▶ [Passage]
►

The Men


Danny Lee, New Zealand

2008-2009 – World number one for 34 weeks


Lee holds the distinction as the first New Zealander to occupy the number one spot on the World Amateur Golf Ranking®. He also shares membership of a unique club with two other players.


Lee made history in 2008 when he became the youngest player to win the U.S. Amateur Championship. Lee supplanted Tiger Woods as youngest champion when he defeated Drew Kittleson 5&4 at Pinehurst. Lee was just 18 years and one month old. Lee became the first Kiwi to win the title, and remains the only New Zealander to lift the prestigious trophy.


The U.S. Amateur victory helped Lee, who was born in Incheon, South Korea, reach the top of the WAGR® table. It also enabled him to finish the season holding the Mark H. McCormack Medal as the world’s leading amateur for 2008.


The 2009 season saw Lee become the European Tour’s youngest winner when he bettered the professionals to win the Johnnie Walker Classic in Perth, Australia. He was just 18 years 213 days old. Lee joined Spain’s Pablo Martin as the second amateur to win a European Tour event. Martin won the previous season’s Estoril Open de Portugal. Reigning Open champion Shane Lowry joined this elite club when he won the 2009 Irish Open.


Lee has spent much of his professional career on the PGA Tour. He has one victory on that circuit, winning the 2015 Greenbrier Classic, an achievement that helped him place ninth in the FedEx Cup standings. He also has three second-place finishes and in excess of $13 million in career earnings.

◄

▶ [Material provided]
►

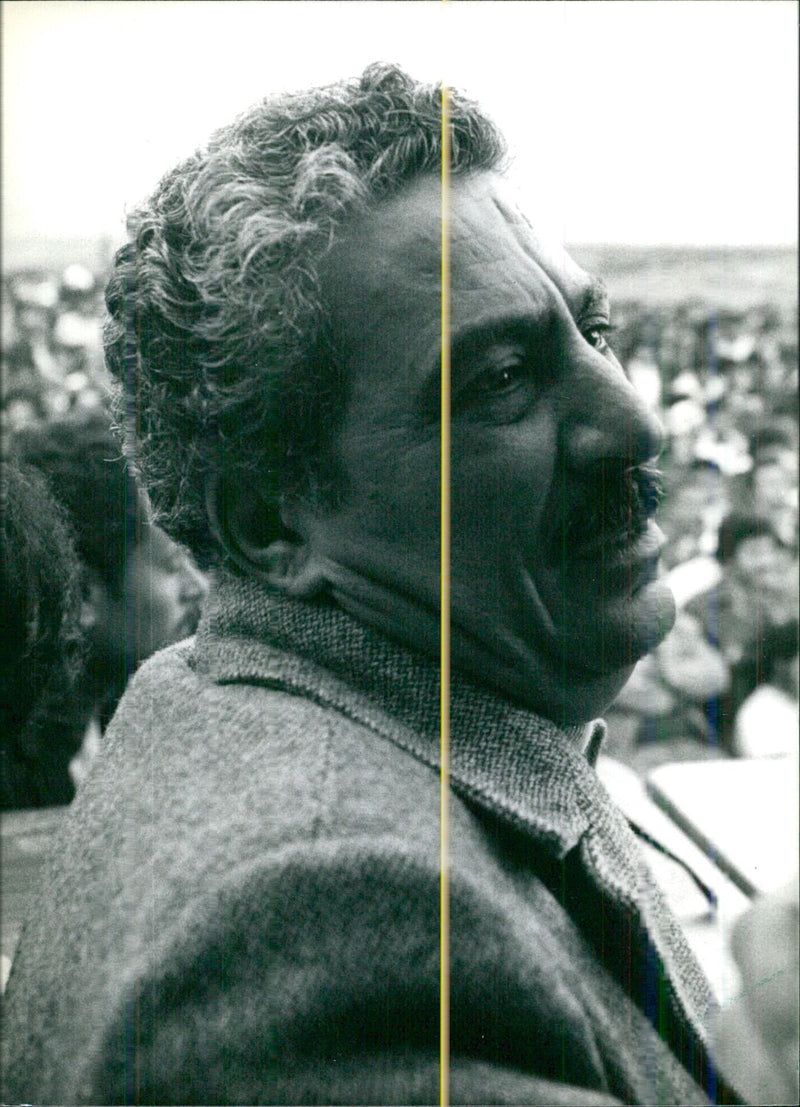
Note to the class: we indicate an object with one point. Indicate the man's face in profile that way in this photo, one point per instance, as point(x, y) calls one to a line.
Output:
point(553, 552)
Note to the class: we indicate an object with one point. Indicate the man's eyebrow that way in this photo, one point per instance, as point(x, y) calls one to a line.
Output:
point(595, 298)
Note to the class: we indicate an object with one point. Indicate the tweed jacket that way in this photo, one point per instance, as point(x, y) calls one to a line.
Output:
point(243, 907)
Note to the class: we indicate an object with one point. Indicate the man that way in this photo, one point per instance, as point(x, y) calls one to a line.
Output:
point(141, 591)
point(247, 898)
point(40, 632)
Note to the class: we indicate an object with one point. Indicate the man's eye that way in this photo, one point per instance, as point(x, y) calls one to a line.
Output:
point(596, 335)
point(500, 378)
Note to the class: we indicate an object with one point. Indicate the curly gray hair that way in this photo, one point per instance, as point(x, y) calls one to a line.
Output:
point(216, 332)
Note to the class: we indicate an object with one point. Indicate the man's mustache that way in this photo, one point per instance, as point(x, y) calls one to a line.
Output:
point(614, 503)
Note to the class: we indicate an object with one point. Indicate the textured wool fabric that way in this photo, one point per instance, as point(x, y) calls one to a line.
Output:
point(243, 906)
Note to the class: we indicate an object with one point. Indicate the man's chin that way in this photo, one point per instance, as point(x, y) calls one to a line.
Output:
point(613, 633)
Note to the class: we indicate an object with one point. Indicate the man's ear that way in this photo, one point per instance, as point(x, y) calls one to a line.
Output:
point(252, 536)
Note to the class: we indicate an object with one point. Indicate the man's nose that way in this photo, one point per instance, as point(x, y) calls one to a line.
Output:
point(608, 420)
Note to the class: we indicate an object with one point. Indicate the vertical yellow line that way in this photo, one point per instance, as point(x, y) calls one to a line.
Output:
point(445, 622)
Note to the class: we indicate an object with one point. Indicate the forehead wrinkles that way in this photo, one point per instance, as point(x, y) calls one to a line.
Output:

◄

Using the Danny Lee passage, answer these:
(a) Whom did Lee defeat to win the 2008 U.S. Amateur, and by what score?
(b) Which event did he win to become the European Tour's youngest winner?
(c) What is his one PGA Tour victory?
The items have no connection to the Danny Lee passage.

▶ [Response]
(a) Drew Kittleson, 5&4
(b) The Johnnie Walker Classic in Perth, Australia
(c) The 2015 Greenbrier Classic